▶ [WORK REQUIRED]
Each record below is to be retyped exactly, with its pictures omitted.
──────
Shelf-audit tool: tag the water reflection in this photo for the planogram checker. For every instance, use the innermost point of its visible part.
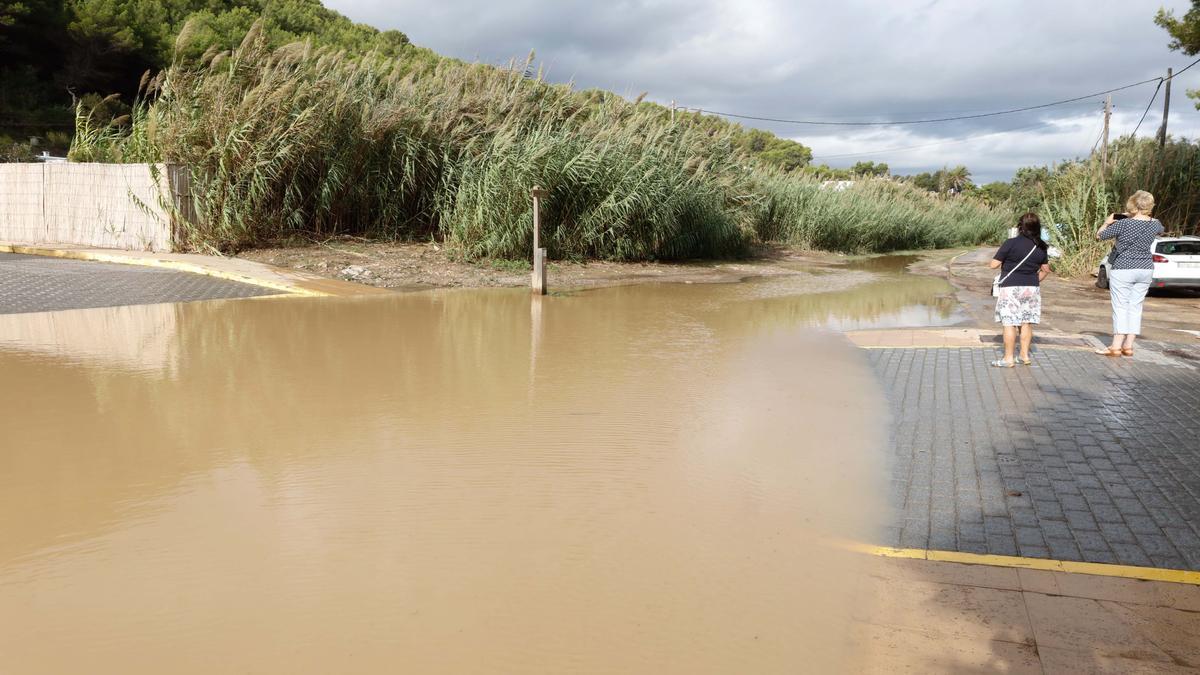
(622, 479)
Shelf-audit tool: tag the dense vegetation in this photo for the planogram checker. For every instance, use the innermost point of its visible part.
(304, 138)
(52, 51)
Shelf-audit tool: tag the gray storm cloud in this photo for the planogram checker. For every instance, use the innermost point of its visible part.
(857, 60)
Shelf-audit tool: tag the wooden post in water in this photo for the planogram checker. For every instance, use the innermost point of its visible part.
(539, 254)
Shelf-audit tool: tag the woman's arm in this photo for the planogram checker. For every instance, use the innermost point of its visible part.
(1099, 233)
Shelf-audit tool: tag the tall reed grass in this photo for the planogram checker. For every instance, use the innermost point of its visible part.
(310, 141)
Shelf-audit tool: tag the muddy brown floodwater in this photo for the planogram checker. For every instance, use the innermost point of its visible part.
(627, 479)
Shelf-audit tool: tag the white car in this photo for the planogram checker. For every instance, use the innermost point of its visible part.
(1176, 263)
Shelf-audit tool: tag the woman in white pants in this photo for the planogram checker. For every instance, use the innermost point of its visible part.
(1132, 268)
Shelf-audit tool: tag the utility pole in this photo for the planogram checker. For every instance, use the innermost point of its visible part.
(1167, 108)
(1104, 148)
(539, 254)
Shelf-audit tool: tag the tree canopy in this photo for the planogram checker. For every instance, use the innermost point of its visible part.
(1185, 34)
(54, 49)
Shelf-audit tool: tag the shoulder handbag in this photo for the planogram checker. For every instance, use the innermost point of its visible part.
(996, 281)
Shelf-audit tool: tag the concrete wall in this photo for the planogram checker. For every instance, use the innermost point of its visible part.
(102, 205)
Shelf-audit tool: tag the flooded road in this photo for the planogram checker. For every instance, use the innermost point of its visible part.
(634, 479)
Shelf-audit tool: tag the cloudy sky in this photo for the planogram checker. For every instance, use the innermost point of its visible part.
(844, 60)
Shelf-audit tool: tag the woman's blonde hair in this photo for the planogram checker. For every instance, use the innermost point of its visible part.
(1141, 202)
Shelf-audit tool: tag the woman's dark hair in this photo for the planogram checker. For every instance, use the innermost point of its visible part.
(1030, 226)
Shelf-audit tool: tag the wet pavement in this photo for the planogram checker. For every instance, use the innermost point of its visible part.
(1078, 458)
(929, 616)
(36, 284)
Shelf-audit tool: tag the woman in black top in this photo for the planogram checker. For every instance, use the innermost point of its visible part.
(1131, 268)
(1023, 263)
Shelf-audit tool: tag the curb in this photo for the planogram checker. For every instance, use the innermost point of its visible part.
(178, 266)
(1068, 566)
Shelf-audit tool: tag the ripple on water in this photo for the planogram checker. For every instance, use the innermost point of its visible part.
(623, 479)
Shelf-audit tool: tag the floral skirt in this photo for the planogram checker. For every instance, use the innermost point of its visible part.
(1019, 304)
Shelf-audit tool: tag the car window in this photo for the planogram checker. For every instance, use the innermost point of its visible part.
(1179, 248)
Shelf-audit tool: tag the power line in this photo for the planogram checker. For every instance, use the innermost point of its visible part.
(1186, 67)
(1147, 106)
(894, 123)
(964, 139)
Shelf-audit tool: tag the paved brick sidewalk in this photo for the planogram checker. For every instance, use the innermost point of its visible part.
(1078, 458)
(34, 284)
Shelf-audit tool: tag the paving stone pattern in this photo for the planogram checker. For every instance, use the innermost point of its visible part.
(1077, 458)
(35, 284)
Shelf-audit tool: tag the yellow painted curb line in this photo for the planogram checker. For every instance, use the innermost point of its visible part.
(178, 266)
(1093, 568)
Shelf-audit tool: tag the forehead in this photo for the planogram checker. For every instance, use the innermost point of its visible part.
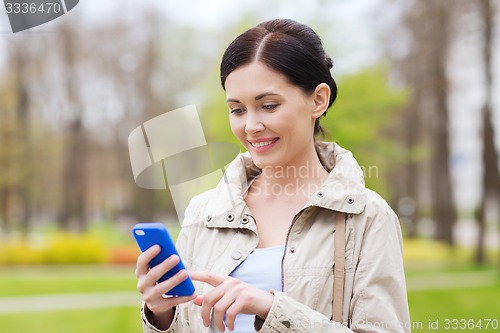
(254, 79)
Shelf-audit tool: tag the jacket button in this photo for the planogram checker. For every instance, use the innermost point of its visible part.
(236, 255)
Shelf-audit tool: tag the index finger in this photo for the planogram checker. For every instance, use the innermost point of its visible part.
(212, 279)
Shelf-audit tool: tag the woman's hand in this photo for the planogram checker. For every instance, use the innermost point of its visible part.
(153, 294)
(230, 297)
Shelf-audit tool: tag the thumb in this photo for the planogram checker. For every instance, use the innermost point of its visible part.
(198, 301)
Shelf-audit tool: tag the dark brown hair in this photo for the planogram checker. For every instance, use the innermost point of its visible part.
(288, 47)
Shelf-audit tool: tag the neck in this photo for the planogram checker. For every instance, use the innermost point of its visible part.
(302, 177)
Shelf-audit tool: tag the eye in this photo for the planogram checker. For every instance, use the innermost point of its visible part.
(237, 111)
(269, 106)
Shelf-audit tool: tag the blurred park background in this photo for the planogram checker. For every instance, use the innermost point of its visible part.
(418, 104)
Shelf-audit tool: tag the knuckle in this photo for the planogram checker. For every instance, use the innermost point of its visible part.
(140, 286)
(219, 307)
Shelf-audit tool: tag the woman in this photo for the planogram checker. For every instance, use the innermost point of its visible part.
(260, 246)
──────
▶ [ANSWER BOX]
Shelf-audit tool: tag the water reflection in this photo for the planogram checker. For every instance, use the innermost point of its visible part.
(622, 479)
Shelf-audit tool: tag the dense vegetation in this photo for the planogram checker. For every instance, use the innermost point of its visible part.
(304, 138)
(52, 51)
Shelf-audit tool: tag the gray storm cloud in this photo for the planogram checker. For every instance, use the innermost point of its visible part.
(857, 60)
Shelf-audit tool: tag the wooden post in water in this photo for the planogram checker. For every instance, use the innermost point of its visible part.
(539, 254)
Shelf-audit tool: tag the woman's arm in this photo for the planogram checker. For every instance, use the innermost point of its visible part.
(1099, 233)
Shelf-audit tool: tag the tall reed grass in this photo for the planogram checker. For every instance, use the innermost point of its visible part.
(310, 141)
Shelf-audit tool: tag the muddy brown floodwater in this photo for the planogram checker. For every instance, use the innermost point of its visible part.
(627, 479)
Shelf-audit tool: tag the white car in this photo for the planogram checker. For every instance, use the innermost point of its visible part.
(1176, 263)
Shelf-audit tool: tag the woman in white pants in this photo for the planogram checker. For every instance, use the innermost point of its visible part.
(1132, 268)
Shelf-audit tool: tag the utility pole in this photo for the planogram checker. For every instance, use the innermost point of its visible part.
(1167, 108)
(1104, 148)
(539, 254)
Shelf-audit tool: tag the tree canopy in this photo for the planogram checker. For every instance, use the innermost point of its visible part.
(1185, 34)
(54, 49)
Shelf-audit tool: tag the shoulder handbag in this photo for the planogram checker. For every instance, use the innermost point of its visible part.
(996, 281)
Shelf-audit tool: tag the concrete wall in this photo for the planogram checker. For every instance, use the innermost point of its visible part.
(102, 205)
Shelf-audit tool: tag the flooded road in this photo for the planogram checker. For every instance, use the innermost point of its visible part.
(634, 479)
Shelf-audit tool: tag the cloudy sky in this photo for the planogram checker. For every instance, use the innermost point of its visible part.
(844, 60)
Shelf-audit tool: tag the woman's blonde hair in this photo for the planogram checker. For every instance, use the innermost point of its visible part.
(1141, 202)
Shelf-audit tool: tag the woman's dark hair in this photo for the planogram checker. For every instance, use the innermost point of its visible part.
(1030, 226)
Shelf-audit tool: tag the wet pavement in this photo for the planogram checker. For every instance, use the innermost point of its visible part.
(1078, 458)
(929, 616)
(36, 284)
Shelf-audit tool: tag the woman in black top in this photo for the planogram checker. For every instance, use the innermost point of its visible part.
(1131, 268)
(1023, 263)
Shelf-audit tool: tag the curb in this photo for the planogram checker. For every instance, use the innermost point of its visible part.
(178, 266)
(1068, 566)
Shelf-audit tool: tag the ripple on water in this photo for the planogram checker. For every instance, use the innermost point of its visible part.
(623, 479)
Shelf-audit tool: tag the floral skirt in this photo for the planogram checker. For every instance, use the innermost point of its visible part.
(1019, 304)
Shelf-audit tool: tag the car window in this photo for the planogram checker. For every instance, use the innermost point of its visible part.
(1179, 248)
Shelf-audit tool: tag the power line in this photo for the planogram checker. For every instance, use the innermost point of its visible part.
(1186, 67)
(1147, 106)
(894, 123)
(964, 139)
Shelf-audit tool: tag the paved brick sidewalk in this photo for the planogram checker. For every instance, use the innermost point of its visible part.
(1078, 458)
(34, 284)
Shelf-audit tool: tag the paving stone pattern in this photo for the planogram checker. For every instance, use the innermost point of its visible part.
(1077, 458)
(35, 284)
Shelf-audit tool: tag the yellow painted curb line in this photo for the planogram checker. For every instance, use the innermost point of its visible part.
(178, 266)
(1093, 568)
Shelf-audit tool: tag the forehead in this photo for the planogram checker. For every instance, use the innermost point of its visible part.
(254, 79)
Shelf-audit tool: tag the jacket button in this photo for the planogram checker. For every instance, use the innermost point of its visible part.
(236, 255)
Shelf-audit tool: tag the index finger in this photo for the planogram checker. For every instance, use the innermost point of its visible part.
(212, 279)
Shelf-audit tool: tag the woman's hand in this photo for the planogram checker. For every instance, use the innermost point of its visible part.
(153, 294)
(230, 297)
Shelf-audit tool: tag the thumb in this photo for the planogram checker. For every instance, use the innermost point of its visible part.
(198, 301)
Shelf-audit tool: tag the dark brown hair in this photo for the planogram checker. For every instance, use the innermost point of its visible part.
(288, 47)
Shelf-audit tool: tag the neck in this photo for the planogram checker. For every instance, use the innermost point of its visible part.
(302, 177)
Shelf-audit tool: tag the eye in this photo for the planogram checker. For every instance, use the innermost point of its visible part.
(237, 111)
(269, 106)
Shelf-audit tool: tag the blurred park background in this photo for the planogram checker. For every instance, use the innermost point of its visible part.
(418, 104)
Shelf-audit tool: tag the knuckle in this photo for the planogram checker. For every instance, use the innermost point of its visible part.
(140, 286)
(219, 307)
Shelf-audit tool: tag the woman in this photo for the planogram checker. For every instance, use the innermost point of its visible part.
(260, 246)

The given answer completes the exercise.